■ Extract ■
------------

When you want to experience freedom, take a look at a child playing happily in the playground.
Have you ever noticed how happy a child can get? I remember before all those H1N1 and HFM stuff came about, children were so free to play anywhere at all. Parents never had to worry about their children contracting infections or whatever diseases that are haunting the world today. There was a sense of … freedom.
Freedom is always portrayed by a child dancing in the fields, arms stretched out, skipping and running, spinning round and round, and laughing away as if there’s not a single worry in the world. And it is supposed to be true for them – they do not have to worry because they don’t have any commitments yet. Childhood is a time for enjoyment and freedom. No one should put any worries or cares in these little human beings.
I’ve been crescendo-ing into sad moods lately. I’ve been so down every smile I pulled felt fake. I couldn’t even joke. Everything was a serious issue to me. My favourite expressions were genuine frowns. Our family has been (and is still) going through terrible times. We’re struggling so hard it makes us wonder if we’re ever going to make it the next day. I questioned myself about our family’s constant half-poverty. Let me explain what half-poverty is…
We’re not rich and we’re not poor either. We’re nowhere near the middle-income. We’re just somewhere between ‘you might make it’ and ‘you’re not going to make it at all’. We’re finding ways to solve this problem but it’s just so impossible to see beyond the fog.
I decided to see someone important to me today. I realized I have long abandoned our relationship. For some reason unclear to me, I couldn’t bring myself to speak to him. And I know for sure that it’s our deteriorating relationship that has caused my upside-down smiles. I longed for the time when I was so certain about his presence with me. I want so bad to feel that complete joy within me again.

------------

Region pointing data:
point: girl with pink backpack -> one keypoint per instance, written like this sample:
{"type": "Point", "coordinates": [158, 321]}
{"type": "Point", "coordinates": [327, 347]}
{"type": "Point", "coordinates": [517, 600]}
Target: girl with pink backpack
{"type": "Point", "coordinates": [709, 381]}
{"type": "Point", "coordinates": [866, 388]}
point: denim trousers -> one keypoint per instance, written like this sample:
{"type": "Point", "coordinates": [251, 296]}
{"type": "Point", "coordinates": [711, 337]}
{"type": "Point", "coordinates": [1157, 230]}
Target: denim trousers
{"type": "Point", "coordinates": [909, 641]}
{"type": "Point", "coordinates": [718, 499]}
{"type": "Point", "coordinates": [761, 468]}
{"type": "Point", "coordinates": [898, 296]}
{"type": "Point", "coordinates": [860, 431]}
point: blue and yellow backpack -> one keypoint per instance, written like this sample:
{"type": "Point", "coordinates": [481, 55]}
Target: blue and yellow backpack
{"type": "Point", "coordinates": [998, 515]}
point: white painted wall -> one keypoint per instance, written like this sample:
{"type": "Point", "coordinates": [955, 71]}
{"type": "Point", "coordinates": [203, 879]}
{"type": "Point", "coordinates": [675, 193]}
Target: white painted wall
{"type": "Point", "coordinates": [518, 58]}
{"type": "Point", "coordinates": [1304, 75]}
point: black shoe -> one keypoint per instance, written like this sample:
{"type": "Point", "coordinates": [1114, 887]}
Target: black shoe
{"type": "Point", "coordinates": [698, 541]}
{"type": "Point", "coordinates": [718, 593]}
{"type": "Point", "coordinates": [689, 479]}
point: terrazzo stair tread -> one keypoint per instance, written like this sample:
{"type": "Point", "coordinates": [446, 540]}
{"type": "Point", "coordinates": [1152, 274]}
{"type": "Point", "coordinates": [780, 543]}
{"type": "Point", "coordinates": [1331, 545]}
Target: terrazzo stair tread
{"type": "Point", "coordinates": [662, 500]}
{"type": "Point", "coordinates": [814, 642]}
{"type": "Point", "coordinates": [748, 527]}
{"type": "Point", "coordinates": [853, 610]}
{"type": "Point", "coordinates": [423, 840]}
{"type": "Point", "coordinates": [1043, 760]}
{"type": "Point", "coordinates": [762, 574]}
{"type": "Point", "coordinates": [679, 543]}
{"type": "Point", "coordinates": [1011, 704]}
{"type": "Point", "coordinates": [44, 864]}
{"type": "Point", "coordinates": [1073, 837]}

------------

■ To do ■
• a. Render this sentence from the blog post about freedom in Spanish: "Childhood is a time for enjoyment and freedom."
• b. Reproduce a passage of the blog post about freedom word for word, starting at the words "Have you ever" and ending after "little human beings.".
• c. Extend the blog post about freedom, picking up right after its final sentence.
The entries above stand apart from the blog post about freedom and have no connection to it.

■ Expected results ■
• a. La infancia es una época de disfrute y libertad.

• b.
Have you ever noticed how happy a child can get? I remember before all those H1N1 and HFM stuff came about, children were so free to play anywhere at all. Parents never had to worry about their children contracting infections or whatever diseases that are haunting the world today. There was a sense of … freedom.
Freedom is always portrayed by a child dancing in the fields, arms stretched out, skipping and running, spinning round and round, and laughing away as if there’s not a single worry in the world. And it is supposed to be true for them – they do not have to worry because they don’t have any commitments yet. Childhood is a time for enjoyment and freedom. No one should put any worries or cares in these little human beings.

• c.
So I walked into the Chapel this morning and sat down at one of the pews. I looked up at him and realized the reason why I never got to talking to him was because the ‘worries of life… come in and choke [the life out of me]’ (Mark 4:19). Every time I tried to calm myself down to pray, my mind drifted away to think about our financial problems.
At this realization, I shut my eyes and pictured myself as a little girl, spinning, dancing and running in the wide-open field of paradise. I saw my Jesus joined in the fun, carrying me up so high above his head. We were laughing our hearts out, it was just so amazing. This is what I’ve been missing in my life. This freedom I’ve almost forgotten about is what I need to make me smile and laugh with joy again.
I started to sing praises to him, knowing all too well that praising him has always been the beginning of a healing process. I didn’t have to tell him the sad story of my life. He is a God who sees all things. He knows what I’m going through and he assures me of his presence with me all the time. I just praised and thanked him for all that he has blessed me with. I remember someone told me once that the best thing in life is in what’s already placed in front of you; not in the things that you wish you had.
I came out of the Chapel, a totally different person. I hope to rub the joy I found this morning on every one I meet today.